Write out, character for character, the lines of the records below, starting with the line containing "Task: locate the butterfly hindwing" and ending with the line containing "[(430, 237)]". Include both of those lines and nothing else.

Items from a data source
══════
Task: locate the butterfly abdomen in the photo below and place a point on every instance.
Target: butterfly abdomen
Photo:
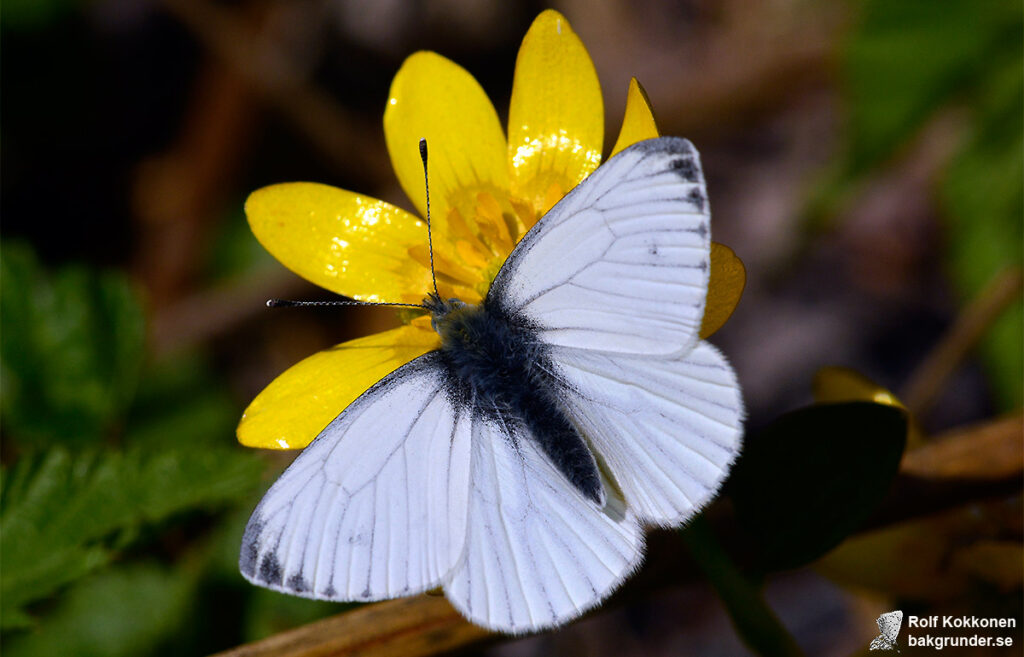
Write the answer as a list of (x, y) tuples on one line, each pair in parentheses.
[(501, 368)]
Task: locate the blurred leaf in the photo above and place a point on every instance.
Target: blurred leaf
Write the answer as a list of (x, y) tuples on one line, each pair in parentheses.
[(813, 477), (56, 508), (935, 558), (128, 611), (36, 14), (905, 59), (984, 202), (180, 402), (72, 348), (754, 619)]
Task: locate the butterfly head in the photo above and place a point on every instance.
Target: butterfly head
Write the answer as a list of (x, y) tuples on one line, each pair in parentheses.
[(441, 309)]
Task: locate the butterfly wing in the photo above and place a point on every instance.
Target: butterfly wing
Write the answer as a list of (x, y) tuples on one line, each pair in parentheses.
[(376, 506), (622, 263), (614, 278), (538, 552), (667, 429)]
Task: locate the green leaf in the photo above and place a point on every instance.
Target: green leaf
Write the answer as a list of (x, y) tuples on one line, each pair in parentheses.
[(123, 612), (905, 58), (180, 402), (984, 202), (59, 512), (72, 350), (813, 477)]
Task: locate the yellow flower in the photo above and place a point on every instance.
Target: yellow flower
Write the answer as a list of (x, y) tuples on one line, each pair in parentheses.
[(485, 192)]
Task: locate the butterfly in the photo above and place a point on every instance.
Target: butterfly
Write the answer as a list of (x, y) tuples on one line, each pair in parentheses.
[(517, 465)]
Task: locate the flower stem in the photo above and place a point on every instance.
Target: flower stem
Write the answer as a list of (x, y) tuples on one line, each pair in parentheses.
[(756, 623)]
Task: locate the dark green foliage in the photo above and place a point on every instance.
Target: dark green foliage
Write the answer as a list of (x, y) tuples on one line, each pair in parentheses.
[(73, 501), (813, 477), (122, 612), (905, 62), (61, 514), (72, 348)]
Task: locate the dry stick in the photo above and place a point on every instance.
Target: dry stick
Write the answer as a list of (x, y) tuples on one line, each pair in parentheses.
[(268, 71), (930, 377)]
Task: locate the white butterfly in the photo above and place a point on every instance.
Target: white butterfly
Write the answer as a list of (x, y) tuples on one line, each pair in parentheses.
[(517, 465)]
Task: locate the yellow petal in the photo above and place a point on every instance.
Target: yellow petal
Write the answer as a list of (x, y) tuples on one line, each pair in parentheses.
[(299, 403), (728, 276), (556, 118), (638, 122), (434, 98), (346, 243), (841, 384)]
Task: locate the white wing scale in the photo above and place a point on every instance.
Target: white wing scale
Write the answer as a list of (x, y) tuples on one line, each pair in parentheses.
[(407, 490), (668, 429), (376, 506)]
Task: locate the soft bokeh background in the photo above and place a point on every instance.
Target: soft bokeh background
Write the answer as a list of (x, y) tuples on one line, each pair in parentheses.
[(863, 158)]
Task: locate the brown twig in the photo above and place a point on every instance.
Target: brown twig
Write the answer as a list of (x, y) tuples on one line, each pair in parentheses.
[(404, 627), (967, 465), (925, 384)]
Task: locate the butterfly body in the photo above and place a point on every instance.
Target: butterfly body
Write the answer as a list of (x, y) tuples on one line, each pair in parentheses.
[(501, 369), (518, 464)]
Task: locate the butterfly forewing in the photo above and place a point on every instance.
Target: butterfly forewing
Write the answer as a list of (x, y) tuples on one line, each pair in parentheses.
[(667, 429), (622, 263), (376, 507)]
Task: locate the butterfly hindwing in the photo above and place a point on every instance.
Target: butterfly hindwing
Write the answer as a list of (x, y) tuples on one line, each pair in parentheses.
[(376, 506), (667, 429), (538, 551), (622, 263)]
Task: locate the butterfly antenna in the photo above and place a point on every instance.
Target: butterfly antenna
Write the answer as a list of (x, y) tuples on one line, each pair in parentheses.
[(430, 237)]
══════
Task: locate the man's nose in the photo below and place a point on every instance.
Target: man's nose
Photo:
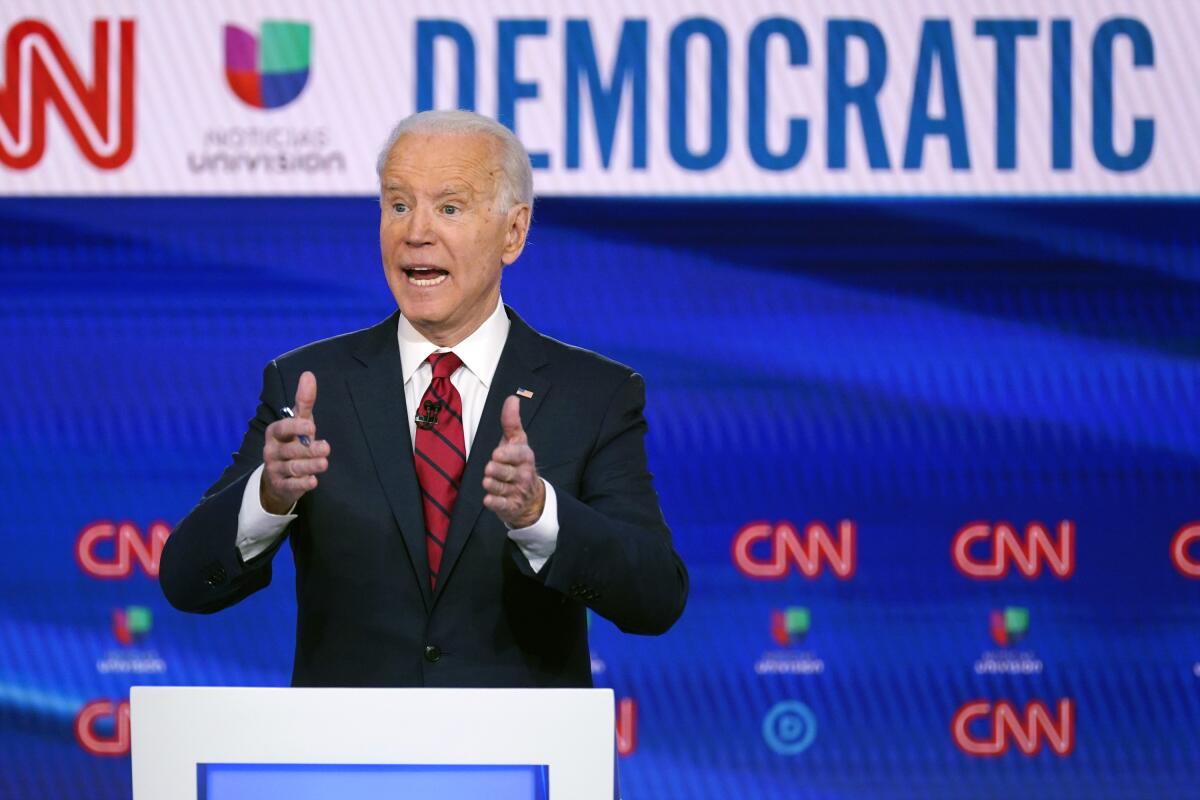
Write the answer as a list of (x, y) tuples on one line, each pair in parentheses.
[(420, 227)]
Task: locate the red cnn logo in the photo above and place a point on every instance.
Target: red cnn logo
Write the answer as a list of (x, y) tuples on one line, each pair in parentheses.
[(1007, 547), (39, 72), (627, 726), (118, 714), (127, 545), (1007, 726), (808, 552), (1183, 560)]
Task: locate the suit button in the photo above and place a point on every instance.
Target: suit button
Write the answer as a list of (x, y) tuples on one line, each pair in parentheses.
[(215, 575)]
══════
FINAL RESULT |
Task: locate the butterfly hindwing in the photo above and place a point on every instance.
Target: butterfly hindwing
Write the answer as a list of (x, y) tuples on one line, each pair in parentheses.
[(376, 506), (667, 429), (538, 551), (622, 263)]
Task: locate the butterfly antenna in the photo above and place a point on every instance.
Target: butterfly antenna
Write the answer as a list of (x, y) tuples on one line, each pair in parentheses.
[(430, 237)]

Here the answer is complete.